▶ **SUPPLIED RECORDS**:
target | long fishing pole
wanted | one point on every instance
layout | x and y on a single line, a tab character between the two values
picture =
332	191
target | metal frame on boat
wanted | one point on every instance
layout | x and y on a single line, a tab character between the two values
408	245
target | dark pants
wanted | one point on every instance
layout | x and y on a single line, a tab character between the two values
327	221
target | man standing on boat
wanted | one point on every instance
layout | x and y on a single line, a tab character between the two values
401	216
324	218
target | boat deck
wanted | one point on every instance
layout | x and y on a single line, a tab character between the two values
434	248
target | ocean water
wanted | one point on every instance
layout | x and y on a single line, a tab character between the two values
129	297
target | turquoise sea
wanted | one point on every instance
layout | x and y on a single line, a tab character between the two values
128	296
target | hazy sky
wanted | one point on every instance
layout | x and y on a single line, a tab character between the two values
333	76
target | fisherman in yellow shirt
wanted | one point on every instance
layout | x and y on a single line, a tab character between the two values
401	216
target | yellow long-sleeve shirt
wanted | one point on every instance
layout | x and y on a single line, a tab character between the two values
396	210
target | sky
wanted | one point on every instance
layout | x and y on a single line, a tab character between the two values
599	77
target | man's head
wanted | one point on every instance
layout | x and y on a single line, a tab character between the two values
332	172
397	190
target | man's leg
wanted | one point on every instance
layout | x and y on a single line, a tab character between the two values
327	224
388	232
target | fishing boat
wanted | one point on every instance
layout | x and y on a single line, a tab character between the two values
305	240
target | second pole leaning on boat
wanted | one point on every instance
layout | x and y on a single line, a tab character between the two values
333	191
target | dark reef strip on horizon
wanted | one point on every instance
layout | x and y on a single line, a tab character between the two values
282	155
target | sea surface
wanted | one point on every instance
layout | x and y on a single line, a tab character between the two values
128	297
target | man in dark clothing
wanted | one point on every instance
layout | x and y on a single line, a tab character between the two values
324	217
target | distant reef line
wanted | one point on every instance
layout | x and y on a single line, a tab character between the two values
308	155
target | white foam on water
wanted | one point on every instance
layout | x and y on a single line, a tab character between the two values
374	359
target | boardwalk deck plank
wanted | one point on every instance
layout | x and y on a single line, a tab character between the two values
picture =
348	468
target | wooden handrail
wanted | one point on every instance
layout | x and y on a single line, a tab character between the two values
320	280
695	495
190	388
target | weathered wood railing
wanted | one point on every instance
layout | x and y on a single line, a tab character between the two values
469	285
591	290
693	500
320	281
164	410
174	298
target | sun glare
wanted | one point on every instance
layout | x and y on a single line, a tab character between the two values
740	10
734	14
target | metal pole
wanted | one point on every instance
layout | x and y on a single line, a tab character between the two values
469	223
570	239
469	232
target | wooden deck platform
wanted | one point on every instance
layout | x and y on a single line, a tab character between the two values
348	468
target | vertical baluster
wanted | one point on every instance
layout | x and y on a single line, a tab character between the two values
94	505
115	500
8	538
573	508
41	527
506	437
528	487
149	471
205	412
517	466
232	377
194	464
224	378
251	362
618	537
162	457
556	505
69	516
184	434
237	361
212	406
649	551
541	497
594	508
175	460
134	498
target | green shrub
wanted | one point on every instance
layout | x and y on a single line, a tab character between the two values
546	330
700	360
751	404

▶ **SET PROBLEM**: Copy the material above back out, exactly as written.

▶ **TASK RESULT**:
target | long fishing pole
wanted | one point on every instance
layout | x and y on a single line, a tab character between the two values
picture =
332	191
target | metal frame on boat
wanted | one point on every instance
layout | x and y on a single line, a tab character between the two values
408	245
target | dark pants
wanted | one point on every instance
layout | x and y on a single line, a tab character between the two values
327	221
target | man standing on boat
wanted | one point on every instance
layout | x and y on a single line, a tab character between the two values
401	216
324	218
target | boat deck
wanted | one point on every instance
layout | x and y on a single line, a tab character between the two values
434	248
target | ocean water
wanted | one point on every instance
layout | x and y on a single line, a tab character between the two values
129	297
target | turquoise sea
wanted | one point on every instance
layout | x and y on a single line, a tab character between the two values
128	296
target | hazy sky
wanted | one point on every instance
layout | x and y on a single line, a tab character between the two values
333	76
target | fisherman in yellow shirt
wanted | one point on every instance
layout | x and y on a single line, a tab character between the two values
401	216
target | yellow long-sleeve shirt
wanted | one point on every instance
layout | x and y on a single line, a tab character between the two values
396	210
target | sky
wanted | one point on every instance
layout | x and y on a single line, a tab character between the two values
599	77
target | man's head
wanted | one point on every instance
layout | x and y on a single line, a tab character between the two values
332	172
397	190
target | man's leg
wanted | one point on every instance
layout | x and y on a single line, a tab character between the two values
327	224
388	232
target | fishing boat
wanted | one point on every instance
layout | x and y on a single line, a tab character between the two values
305	240
target | second pole leaning on boat
wanted | one point on every instance
layout | x and y on a single line, a tab character between the two values
333	191
target | dark reef strip on horizon
wanted | one point on every instance
layout | x and y on a single line, a tab character between the two values
282	155
target | sea surface
wanted | one point on every instance
layout | x and y on a single line, a tab character between the two values
128	297
target | man in dark clothing
wanted | one point on every instance
layout | x and y on a single line, a tab character between the two values
324	217
target | distant reef line
wanted | one point on every instance
layout | x and y on a single line, a tab character between the two values
308	155
target | white foam on water
wanted | one point on every instance
layout | x and y on a single line, a tab character between the two values
374	359
target | boardwalk deck plank
wanted | one point on every instance
layout | x and y on a single line, a tab character between the two values
picture =
348	468
target | wooden handrail
wanted | one point on every instance
layout | x and y on a single line, a tab character between the two values
320	280
695	495
190	388
target | weathered wood railing
wanted | one point on every instance
layout | x and y on a single line, a tab character between the two values
469	285
591	290
693	500
320	281
164	410
174	298
target | sun glare
wanted | one point on every instance
layout | x and y on a single line, a tab character between the two values
740	10
734	14
target | metal pole
wanted | one point on every instance
layout | x and y on a single line, a tab character between the two values
469	223
570	239
469	232
target | wooden deck platform
wanted | one point on every instance
layout | x and y on a single line, a tab character between the two values
348	468
target | vertical baluster
wanted | one point on every instance
layout | x and y on a single line, a tab character between the two values
94	505
115	500
8	538
573	508
41	527
506	437
528	487
149	471
205	412
517	466
232	377
194	464
224	378
251	362
618	537
162	457
556	505
69	516
184	434
237	361
212	406
649	551
541	497
594	508
175	460
134	498
target | green shrub
wanted | one point on every instance
layout | x and y on a single line, a tab character between the two values
546	330
700	360
751	404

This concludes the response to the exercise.